*** MATERIAL SHOWN ***

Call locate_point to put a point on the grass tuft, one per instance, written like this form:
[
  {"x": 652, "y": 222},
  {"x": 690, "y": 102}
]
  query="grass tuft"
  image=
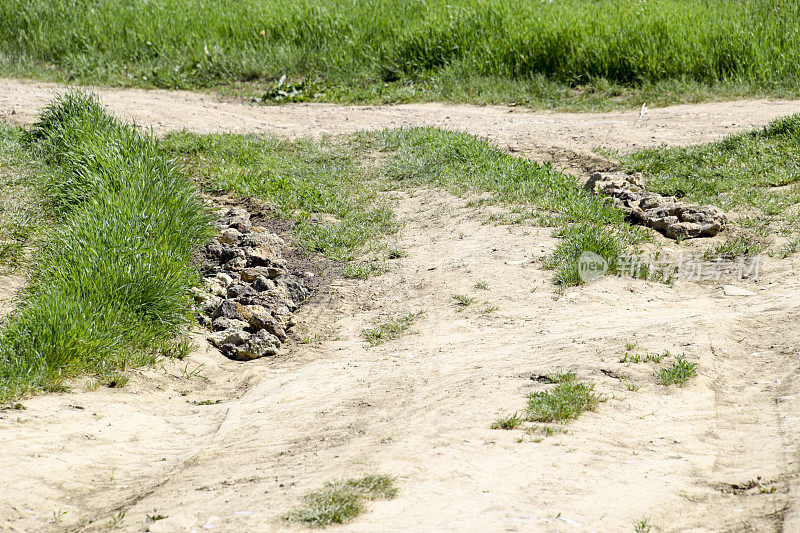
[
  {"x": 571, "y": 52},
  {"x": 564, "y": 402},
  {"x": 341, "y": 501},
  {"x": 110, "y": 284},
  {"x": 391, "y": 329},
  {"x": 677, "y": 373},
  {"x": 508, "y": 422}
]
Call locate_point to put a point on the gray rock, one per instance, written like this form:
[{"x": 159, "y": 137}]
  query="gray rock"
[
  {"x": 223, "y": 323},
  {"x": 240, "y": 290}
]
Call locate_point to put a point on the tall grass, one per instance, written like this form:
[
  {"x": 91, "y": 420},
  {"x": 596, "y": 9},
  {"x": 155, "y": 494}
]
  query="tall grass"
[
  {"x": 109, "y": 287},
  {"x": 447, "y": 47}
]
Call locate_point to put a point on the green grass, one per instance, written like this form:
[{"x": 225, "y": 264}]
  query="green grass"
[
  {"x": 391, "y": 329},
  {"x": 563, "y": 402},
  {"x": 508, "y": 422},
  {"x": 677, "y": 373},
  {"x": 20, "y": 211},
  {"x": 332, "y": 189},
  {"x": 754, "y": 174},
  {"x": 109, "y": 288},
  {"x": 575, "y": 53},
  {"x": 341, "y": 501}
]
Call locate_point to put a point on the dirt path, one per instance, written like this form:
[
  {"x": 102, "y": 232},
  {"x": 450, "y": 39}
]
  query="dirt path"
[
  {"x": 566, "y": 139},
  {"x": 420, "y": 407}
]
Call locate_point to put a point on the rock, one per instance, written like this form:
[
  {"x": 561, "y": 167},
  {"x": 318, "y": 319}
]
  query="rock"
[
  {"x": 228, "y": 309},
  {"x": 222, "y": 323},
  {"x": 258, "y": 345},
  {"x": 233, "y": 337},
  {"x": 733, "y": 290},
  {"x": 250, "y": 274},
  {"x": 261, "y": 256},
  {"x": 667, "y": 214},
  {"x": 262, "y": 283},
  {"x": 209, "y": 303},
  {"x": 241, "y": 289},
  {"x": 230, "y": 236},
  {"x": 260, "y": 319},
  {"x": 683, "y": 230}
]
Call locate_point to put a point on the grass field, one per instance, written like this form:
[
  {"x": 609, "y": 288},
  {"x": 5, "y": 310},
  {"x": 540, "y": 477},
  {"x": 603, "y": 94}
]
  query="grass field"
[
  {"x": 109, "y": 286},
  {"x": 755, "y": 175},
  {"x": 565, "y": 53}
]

***

* [YOUR GOAL]: Quote all of the records above word for word, leaving the pictures out of your answer.

* [ANSWER TO THE TASK]:
Call locate_point to put a point on the grass tuft, one per instance, written like this form:
[
  {"x": 652, "y": 222},
  {"x": 690, "y": 102}
]
  query="grass tuft"
  image=
[
  {"x": 571, "y": 52},
  {"x": 564, "y": 402},
  {"x": 341, "y": 501},
  {"x": 110, "y": 284},
  {"x": 391, "y": 329},
  {"x": 677, "y": 373},
  {"x": 508, "y": 422}
]
Call locate_point to put a point on the gray rock, one per instance, written like this form:
[{"x": 159, "y": 137}]
  query="gray rock"
[
  {"x": 223, "y": 323},
  {"x": 240, "y": 290}
]
Call locate_point to put a point on the tall grass, one per instance, written like this form:
[
  {"x": 91, "y": 420},
  {"x": 596, "y": 9},
  {"x": 155, "y": 494}
]
  query="tall grass"
[
  {"x": 109, "y": 287},
  {"x": 447, "y": 47}
]
Call locate_point to put a point on the green grass, one per instance, written like this form:
[{"x": 225, "y": 264}]
  query="green grass"
[
  {"x": 391, "y": 329},
  {"x": 563, "y": 402},
  {"x": 508, "y": 422},
  {"x": 677, "y": 373},
  {"x": 20, "y": 211},
  {"x": 332, "y": 189},
  {"x": 754, "y": 174},
  {"x": 109, "y": 288},
  {"x": 575, "y": 53},
  {"x": 341, "y": 501}
]
Call locate_point to put a point on the dirt path, one per instance, written like this form:
[
  {"x": 102, "y": 232},
  {"x": 450, "y": 39}
]
  query="dirt path"
[
  {"x": 566, "y": 139},
  {"x": 420, "y": 407}
]
Call locate_point to put a point on the rock, one per instance, written like this form:
[
  {"x": 561, "y": 167},
  {"x": 318, "y": 319}
]
  query="rock"
[
  {"x": 228, "y": 309},
  {"x": 222, "y": 323},
  {"x": 258, "y": 345},
  {"x": 233, "y": 337},
  {"x": 733, "y": 290},
  {"x": 250, "y": 274},
  {"x": 261, "y": 256},
  {"x": 667, "y": 214},
  {"x": 262, "y": 283},
  {"x": 209, "y": 303},
  {"x": 241, "y": 289},
  {"x": 230, "y": 236},
  {"x": 260, "y": 319},
  {"x": 683, "y": 230}
]
Call locate_point to put a point on the grass field, one per instance, written like this form:
[
  {"x": 609, "y": 288},
  {"x": 5, "y": 310},
  {"x": 540, "y": 477},
  {"x": 603, "y": 94}
]
  query="grass field"
[
  {"x": 109, "y": 286},
  {"x": 755, "y": 175},
  {"x": 565, "y": 53}
]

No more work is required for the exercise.